::: Document excerpt :::
It’s a warm sticky day. The pool water glistens, beckoning temptingly. When the kids spot it, they quickly change from their clothes to swimsuits without hardly a “hello.”
“Let’s go swimming!” they call to each other.
Splash! Followed by plenty of giggles. In and out they went. Water fights. Squirting toys aimed at each other. More giggles.
“Look at me! I’m swimming on my back.”
“Look at me! I’m floating.”
“Let’s have a water fight.”
And on and on it went.
Coolness in the heat of the day.
But soon the heat combined with exercise took its toll. Now the giggles turned to cries of frustration and anger.
“Don’t splash me!”
“Stop kicking your legs!”
“I don’t want to play with you!”
Now I became the referee instead of the lifeguard. Now I was spending more time disciplining than enjoying their fun.
Looking at the clock and the height of the sun, it was time for lunch. A picnic lunch so they could dry off and warm up. Their shivering and blue lips a dead giveaway that pool time was over, for now.
The bickering, tears, and angry outbursts continued through lunch. I looked forward to rest time, even though the kids protested.
“I’m not tired,” she cried and yawned.
“I want to swim some more,” he yelled as he stomped his foot.
“I’m too big for a nap,” she informed me. All three feet six inches of her attempting to stand as tall as possible.
As much as they needed the rest, and probably sleep, I needed it too. If truth be told. And I secretly hated to admit it, too.
Here are three reasons why it’s important to rest each day:
- Change of pace. Whether you are working hard or playing hard, we all need to change our pace during the day. If you are looking at your computer screen, step away. Your eyes, your mind, your body need a break from that position. If you’ve been playing hard, your body needs time to recuperate and recharge.
::: Provided information :::
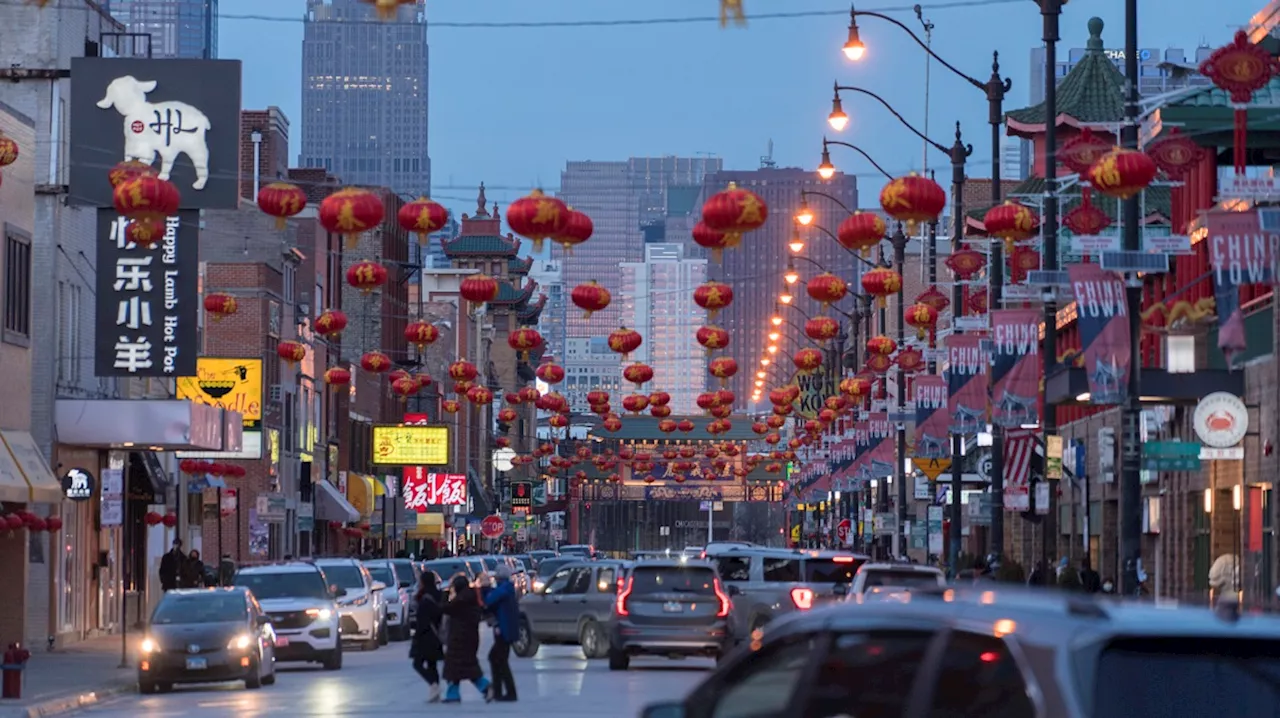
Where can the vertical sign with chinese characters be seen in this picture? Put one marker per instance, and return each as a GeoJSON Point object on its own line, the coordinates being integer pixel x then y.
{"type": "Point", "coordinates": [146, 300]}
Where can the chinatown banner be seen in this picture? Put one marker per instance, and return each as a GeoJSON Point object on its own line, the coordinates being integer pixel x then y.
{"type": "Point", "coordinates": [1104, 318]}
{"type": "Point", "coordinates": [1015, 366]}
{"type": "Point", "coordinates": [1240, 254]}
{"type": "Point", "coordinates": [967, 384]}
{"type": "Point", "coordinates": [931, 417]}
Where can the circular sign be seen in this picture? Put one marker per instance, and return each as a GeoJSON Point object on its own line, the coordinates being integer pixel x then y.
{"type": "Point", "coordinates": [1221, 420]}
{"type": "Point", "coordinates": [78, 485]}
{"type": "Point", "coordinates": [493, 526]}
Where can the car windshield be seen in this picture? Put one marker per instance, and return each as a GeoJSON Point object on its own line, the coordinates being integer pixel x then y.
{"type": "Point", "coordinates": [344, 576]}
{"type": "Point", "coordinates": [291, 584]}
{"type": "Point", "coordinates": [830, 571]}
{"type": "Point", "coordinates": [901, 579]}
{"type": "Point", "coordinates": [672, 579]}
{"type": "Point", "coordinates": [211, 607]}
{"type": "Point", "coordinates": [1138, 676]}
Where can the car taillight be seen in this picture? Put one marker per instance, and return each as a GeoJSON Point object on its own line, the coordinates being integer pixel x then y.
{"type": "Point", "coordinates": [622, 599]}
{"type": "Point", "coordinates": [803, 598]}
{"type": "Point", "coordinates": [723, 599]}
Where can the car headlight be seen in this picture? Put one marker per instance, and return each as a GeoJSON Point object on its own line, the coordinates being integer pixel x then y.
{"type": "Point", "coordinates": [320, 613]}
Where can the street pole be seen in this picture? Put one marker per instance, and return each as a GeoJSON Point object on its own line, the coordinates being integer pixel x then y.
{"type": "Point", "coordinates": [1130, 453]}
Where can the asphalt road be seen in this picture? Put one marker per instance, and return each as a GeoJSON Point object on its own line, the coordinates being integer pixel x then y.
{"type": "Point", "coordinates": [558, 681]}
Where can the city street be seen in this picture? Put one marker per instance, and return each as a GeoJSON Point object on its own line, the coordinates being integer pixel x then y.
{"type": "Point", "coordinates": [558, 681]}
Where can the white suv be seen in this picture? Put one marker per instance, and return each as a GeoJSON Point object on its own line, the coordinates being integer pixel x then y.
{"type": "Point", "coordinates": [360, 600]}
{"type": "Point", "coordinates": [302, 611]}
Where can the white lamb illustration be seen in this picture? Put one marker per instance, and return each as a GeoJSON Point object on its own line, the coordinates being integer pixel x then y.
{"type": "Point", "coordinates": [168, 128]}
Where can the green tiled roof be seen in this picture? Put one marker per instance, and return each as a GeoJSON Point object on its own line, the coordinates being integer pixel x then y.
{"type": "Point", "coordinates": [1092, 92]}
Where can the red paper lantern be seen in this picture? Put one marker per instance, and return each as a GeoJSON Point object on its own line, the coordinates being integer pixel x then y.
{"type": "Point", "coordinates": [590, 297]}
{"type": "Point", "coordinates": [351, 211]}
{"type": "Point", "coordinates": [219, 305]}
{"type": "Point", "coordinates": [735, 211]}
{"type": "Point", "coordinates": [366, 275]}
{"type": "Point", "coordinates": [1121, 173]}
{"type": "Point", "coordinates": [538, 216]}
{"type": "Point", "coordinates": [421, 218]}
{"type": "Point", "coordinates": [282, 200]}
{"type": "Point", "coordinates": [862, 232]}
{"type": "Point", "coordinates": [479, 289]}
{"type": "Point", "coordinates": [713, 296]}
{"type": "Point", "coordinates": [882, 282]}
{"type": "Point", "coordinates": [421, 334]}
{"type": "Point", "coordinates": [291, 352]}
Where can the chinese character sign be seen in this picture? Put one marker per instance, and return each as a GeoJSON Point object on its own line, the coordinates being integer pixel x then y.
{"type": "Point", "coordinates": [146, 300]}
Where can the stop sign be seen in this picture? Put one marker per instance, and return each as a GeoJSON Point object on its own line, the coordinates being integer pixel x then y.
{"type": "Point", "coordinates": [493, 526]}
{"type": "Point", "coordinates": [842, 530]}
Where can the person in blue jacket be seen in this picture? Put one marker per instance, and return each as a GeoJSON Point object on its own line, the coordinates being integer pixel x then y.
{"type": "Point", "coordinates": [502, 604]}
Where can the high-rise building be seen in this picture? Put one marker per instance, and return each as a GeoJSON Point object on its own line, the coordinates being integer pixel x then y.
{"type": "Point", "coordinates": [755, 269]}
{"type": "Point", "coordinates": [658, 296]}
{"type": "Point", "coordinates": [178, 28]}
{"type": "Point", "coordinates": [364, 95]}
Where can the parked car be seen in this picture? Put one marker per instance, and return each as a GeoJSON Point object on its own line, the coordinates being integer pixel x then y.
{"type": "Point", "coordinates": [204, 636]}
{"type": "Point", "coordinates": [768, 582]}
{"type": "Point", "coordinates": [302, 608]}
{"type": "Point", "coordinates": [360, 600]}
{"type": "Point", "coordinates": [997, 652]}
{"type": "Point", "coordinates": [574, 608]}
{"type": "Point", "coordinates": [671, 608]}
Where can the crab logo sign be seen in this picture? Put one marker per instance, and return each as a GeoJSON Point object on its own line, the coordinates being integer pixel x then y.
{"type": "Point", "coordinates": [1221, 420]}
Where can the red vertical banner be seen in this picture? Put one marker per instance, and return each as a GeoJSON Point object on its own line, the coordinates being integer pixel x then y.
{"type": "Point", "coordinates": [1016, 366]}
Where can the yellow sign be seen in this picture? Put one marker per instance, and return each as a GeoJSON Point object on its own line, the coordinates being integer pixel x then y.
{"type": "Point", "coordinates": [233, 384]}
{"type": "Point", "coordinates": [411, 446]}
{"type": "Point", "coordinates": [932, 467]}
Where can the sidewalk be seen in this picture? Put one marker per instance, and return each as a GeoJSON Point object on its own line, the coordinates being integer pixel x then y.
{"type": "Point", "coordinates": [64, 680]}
:::
::: Provided information :::
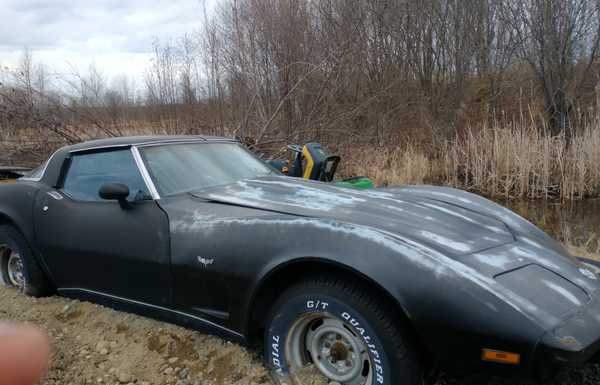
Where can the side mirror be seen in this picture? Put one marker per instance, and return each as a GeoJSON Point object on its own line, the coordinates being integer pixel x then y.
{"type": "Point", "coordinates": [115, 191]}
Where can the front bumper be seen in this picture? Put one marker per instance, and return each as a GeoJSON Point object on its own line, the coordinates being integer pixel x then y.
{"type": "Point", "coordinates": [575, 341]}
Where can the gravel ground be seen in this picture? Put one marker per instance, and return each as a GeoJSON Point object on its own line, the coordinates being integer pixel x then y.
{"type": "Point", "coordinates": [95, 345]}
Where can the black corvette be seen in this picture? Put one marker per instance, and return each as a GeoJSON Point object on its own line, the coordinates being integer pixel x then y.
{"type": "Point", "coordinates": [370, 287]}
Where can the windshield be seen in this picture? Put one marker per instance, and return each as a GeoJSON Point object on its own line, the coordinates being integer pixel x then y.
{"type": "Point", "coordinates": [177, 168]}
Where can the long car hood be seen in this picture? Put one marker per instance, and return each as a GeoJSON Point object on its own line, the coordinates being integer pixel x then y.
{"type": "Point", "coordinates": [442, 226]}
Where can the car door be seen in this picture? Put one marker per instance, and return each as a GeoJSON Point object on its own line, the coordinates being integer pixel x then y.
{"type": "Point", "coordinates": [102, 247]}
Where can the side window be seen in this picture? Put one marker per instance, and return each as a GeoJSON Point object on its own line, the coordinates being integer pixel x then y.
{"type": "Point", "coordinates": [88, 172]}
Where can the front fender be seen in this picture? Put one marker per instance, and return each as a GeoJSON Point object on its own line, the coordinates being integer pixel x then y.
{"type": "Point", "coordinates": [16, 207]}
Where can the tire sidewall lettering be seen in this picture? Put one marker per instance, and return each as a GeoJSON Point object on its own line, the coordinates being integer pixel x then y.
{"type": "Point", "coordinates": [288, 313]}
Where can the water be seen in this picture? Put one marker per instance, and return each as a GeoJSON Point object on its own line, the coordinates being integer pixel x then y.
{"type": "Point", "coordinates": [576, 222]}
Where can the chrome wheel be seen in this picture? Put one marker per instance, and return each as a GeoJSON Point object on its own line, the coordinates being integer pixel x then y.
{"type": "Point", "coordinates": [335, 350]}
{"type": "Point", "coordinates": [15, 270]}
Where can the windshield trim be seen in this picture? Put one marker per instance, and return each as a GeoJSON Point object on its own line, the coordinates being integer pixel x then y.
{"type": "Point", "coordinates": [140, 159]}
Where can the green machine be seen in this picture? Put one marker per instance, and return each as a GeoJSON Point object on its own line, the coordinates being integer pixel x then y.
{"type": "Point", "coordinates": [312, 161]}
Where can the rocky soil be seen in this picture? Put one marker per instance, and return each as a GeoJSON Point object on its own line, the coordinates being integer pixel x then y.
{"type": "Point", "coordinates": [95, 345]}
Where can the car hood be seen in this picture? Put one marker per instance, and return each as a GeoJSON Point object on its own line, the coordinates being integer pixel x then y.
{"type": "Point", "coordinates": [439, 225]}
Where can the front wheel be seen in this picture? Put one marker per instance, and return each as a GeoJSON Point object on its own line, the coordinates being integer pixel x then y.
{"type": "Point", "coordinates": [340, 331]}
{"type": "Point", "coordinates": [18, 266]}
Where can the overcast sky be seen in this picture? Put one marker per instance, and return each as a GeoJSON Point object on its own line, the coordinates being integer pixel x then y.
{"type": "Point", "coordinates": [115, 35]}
:::
Problems >>
A: Restate the paragraph of the pool-day text that begins "Looking at the clock" in fewer words, keeping its main facts.
B: Write out the pool-day text starting at "It’s a warm" and ending at "other. More giggles.", with "sticky" changed to "humid".

Responses to the exercise >>
A: The clock and the sun's height showed it was lunchtime. A picnic lunch let the kids dry off and warm up. Their shivering and blue lips showed that pool time was over for now.

B:
It’s a warm humid day. The pool water glistens, beckoning temptingly. When the kids spot it, they quickly change from their clothes to swimsuits without hardly a “hello.”
“Let’s go swimming!” they call to each other.
Splash! Followed by plenty of giggles. In and out they went. Water fights. Squirting toys aimed at each other. More giggles.